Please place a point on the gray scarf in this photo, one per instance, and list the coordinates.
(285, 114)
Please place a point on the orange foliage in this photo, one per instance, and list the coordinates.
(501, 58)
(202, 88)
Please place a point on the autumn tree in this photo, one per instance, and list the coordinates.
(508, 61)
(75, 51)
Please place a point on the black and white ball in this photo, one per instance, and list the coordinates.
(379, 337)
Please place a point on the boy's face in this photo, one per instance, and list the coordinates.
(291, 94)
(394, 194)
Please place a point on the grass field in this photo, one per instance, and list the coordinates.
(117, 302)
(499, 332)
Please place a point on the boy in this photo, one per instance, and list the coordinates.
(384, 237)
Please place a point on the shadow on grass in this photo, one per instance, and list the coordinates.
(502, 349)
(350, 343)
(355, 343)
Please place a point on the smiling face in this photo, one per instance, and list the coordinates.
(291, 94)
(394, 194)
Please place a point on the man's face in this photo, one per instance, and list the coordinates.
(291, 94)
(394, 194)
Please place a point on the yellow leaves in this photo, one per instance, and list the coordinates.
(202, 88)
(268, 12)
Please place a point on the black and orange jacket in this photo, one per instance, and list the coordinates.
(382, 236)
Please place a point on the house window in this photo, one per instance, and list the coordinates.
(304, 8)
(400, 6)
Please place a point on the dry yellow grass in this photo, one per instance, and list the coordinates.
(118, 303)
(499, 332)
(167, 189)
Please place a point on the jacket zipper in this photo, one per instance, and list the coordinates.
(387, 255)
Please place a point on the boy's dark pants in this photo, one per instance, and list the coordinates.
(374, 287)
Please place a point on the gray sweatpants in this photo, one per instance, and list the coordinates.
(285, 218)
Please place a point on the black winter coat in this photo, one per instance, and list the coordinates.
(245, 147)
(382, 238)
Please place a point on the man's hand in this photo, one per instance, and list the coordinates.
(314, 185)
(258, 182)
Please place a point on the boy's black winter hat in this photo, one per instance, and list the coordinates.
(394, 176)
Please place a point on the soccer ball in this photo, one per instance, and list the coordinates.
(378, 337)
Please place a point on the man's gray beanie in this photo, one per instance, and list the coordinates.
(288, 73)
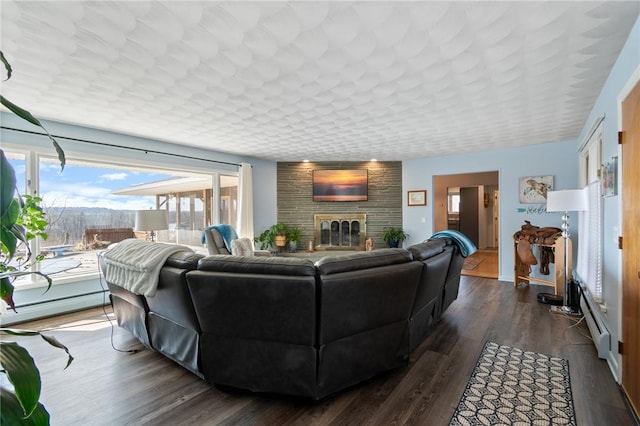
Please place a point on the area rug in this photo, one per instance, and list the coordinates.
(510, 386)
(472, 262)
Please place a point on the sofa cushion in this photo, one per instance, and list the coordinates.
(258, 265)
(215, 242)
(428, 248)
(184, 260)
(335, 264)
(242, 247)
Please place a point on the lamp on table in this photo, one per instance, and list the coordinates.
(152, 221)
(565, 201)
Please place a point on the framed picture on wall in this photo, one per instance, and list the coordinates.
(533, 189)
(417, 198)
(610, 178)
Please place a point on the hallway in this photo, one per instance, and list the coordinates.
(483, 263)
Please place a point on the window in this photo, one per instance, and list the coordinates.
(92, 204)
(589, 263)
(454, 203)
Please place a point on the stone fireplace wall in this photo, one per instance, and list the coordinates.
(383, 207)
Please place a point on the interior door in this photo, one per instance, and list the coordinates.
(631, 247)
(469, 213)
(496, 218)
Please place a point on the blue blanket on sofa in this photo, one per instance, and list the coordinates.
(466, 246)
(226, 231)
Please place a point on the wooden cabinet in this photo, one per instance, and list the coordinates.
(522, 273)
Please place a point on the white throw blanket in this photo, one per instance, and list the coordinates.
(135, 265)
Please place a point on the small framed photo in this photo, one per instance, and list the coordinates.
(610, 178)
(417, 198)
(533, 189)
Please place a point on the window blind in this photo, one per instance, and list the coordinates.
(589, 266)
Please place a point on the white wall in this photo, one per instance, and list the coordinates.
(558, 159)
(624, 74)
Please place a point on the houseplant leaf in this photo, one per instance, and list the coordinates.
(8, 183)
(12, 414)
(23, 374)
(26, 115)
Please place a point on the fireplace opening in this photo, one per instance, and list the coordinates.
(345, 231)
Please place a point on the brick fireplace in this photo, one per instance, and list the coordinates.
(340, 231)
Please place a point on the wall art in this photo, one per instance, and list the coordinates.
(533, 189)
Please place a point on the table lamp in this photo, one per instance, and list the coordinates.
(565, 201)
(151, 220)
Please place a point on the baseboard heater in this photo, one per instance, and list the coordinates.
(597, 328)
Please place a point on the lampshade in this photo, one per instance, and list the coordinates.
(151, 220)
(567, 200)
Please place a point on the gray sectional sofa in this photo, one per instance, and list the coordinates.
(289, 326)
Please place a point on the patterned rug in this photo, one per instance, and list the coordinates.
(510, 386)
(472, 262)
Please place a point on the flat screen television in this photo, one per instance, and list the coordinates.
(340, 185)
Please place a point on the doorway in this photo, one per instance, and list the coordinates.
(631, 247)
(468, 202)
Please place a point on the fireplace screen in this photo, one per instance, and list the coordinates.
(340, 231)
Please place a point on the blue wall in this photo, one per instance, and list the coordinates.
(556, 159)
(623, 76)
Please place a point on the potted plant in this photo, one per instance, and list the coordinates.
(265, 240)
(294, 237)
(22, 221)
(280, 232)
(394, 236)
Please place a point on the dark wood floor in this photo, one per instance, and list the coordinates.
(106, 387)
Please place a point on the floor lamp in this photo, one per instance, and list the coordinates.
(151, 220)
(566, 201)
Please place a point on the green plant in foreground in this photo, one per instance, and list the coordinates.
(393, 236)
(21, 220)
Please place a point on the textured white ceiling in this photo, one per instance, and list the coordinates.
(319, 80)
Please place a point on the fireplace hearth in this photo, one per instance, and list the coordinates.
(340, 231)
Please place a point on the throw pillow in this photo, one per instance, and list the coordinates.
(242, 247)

*-*-*

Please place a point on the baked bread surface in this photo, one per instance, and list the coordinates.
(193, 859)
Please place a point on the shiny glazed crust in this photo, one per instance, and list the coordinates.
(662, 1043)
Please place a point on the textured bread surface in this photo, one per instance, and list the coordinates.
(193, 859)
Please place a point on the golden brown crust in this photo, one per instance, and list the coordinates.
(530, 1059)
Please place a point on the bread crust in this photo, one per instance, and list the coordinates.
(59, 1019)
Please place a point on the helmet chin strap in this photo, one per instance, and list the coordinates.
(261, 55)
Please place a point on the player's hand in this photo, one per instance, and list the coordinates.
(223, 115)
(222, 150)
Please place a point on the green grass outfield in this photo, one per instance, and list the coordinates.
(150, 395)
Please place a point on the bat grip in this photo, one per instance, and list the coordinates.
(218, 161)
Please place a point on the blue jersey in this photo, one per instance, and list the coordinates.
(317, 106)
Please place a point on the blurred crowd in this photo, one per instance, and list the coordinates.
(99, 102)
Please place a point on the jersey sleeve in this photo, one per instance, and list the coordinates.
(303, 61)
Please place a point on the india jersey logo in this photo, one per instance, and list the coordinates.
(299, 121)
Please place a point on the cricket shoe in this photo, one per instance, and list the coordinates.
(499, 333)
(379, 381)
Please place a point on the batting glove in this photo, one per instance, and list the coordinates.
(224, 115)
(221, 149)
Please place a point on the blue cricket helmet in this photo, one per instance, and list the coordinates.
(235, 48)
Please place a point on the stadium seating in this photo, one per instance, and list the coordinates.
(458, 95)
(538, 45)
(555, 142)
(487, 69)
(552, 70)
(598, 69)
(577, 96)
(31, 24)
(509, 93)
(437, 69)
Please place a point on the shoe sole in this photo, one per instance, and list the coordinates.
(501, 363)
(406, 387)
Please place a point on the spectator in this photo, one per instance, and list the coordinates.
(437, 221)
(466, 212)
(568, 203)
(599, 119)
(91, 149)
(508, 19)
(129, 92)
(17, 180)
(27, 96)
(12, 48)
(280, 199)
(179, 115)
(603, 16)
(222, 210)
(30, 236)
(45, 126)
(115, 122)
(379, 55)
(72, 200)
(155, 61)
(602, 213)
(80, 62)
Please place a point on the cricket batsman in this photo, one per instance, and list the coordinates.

*-*-*

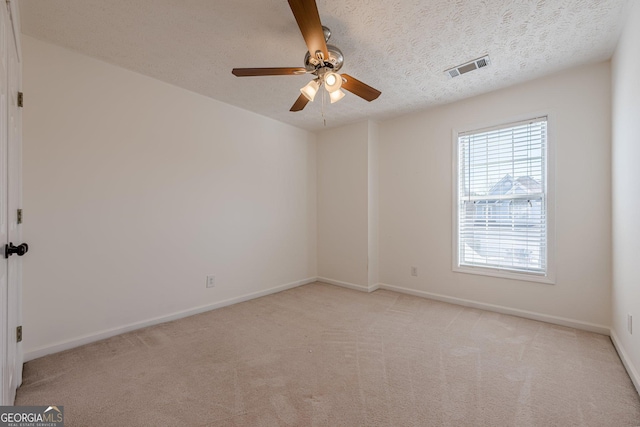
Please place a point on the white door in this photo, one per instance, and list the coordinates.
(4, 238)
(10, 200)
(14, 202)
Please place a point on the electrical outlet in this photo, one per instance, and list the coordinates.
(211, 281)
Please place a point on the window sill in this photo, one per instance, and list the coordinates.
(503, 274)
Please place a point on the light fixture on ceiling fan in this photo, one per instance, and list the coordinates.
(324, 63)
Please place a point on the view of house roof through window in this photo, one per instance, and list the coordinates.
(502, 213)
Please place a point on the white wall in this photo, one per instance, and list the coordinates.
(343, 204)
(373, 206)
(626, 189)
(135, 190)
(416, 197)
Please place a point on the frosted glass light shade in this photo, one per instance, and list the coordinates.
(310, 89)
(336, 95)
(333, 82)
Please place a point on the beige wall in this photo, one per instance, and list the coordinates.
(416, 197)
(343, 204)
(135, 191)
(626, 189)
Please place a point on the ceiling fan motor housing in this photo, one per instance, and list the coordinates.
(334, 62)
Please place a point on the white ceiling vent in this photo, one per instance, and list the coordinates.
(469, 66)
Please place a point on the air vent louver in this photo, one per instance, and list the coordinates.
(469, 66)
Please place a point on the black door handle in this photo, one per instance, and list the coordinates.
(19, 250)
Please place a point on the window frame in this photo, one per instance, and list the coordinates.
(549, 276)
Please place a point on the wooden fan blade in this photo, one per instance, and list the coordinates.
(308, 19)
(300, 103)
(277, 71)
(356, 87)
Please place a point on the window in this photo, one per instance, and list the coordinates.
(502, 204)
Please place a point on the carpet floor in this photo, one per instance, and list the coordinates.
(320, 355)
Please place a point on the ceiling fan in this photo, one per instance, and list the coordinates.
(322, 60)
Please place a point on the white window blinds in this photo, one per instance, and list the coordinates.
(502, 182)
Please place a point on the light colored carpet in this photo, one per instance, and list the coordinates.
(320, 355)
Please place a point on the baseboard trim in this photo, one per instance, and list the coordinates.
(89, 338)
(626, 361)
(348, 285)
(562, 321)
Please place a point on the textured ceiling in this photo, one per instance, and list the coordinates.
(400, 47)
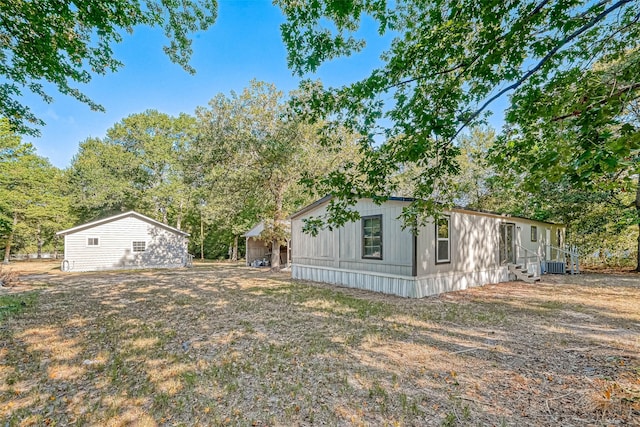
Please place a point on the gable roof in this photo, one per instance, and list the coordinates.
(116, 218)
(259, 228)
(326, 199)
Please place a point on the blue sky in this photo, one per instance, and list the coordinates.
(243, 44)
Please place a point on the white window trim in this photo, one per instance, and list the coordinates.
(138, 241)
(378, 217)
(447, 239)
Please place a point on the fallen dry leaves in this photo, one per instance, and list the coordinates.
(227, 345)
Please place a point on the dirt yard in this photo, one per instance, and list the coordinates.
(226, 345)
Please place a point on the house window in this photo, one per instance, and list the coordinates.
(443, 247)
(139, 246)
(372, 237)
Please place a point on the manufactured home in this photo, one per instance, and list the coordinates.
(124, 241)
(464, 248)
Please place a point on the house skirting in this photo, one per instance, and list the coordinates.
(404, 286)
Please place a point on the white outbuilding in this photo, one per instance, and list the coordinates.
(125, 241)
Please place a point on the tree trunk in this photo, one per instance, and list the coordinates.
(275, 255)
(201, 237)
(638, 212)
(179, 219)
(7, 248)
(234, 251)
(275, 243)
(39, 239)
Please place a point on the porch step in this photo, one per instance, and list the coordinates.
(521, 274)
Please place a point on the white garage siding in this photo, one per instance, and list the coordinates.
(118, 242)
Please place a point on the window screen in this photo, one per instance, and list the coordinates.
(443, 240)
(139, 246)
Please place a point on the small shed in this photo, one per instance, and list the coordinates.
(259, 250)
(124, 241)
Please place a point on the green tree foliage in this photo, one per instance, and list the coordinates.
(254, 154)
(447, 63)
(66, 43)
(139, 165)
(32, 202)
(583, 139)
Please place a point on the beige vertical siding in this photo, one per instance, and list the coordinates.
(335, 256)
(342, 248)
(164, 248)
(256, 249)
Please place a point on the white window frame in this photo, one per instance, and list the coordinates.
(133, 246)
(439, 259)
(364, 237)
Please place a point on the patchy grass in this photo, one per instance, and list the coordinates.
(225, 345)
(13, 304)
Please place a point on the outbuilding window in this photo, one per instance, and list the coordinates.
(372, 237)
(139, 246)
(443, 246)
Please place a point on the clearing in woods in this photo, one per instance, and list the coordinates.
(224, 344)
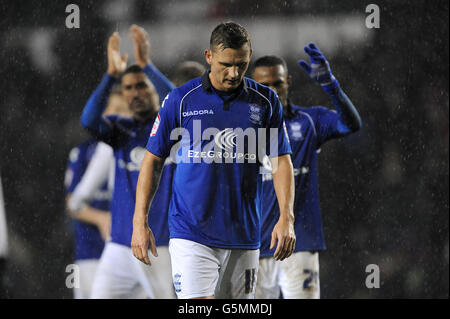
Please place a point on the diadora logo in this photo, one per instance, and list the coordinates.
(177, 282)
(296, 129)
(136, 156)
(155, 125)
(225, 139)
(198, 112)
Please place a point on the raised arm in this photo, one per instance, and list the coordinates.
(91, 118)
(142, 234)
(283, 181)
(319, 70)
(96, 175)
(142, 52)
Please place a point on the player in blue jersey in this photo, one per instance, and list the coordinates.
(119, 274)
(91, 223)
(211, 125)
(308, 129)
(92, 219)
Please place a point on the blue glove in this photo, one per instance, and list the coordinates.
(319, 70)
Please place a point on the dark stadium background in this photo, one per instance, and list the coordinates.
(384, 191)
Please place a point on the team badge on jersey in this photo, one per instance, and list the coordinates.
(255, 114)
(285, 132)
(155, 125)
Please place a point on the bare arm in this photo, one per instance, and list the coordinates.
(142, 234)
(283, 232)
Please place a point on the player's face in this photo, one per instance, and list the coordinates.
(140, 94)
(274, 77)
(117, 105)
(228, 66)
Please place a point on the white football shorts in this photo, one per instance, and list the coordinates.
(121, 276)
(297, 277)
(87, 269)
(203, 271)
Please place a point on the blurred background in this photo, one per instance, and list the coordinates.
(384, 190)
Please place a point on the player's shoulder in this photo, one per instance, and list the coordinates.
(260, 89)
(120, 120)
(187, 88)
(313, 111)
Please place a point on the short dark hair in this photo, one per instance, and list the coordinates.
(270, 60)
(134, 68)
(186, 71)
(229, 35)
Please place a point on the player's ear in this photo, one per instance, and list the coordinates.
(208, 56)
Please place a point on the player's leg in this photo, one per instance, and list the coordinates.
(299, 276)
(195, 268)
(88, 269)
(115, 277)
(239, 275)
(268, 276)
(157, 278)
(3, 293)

*-*-*

EXERCISE DETAILS: Report each line of the material that contains the word "table", matching case exactly.

ANSWER TO THE EXERCISE:
Please place a point on the lamp on table in this photo, one per instance, and list the coordinates.
Please place a point on the table lamp in this photo, one per instance, and list the coordinates.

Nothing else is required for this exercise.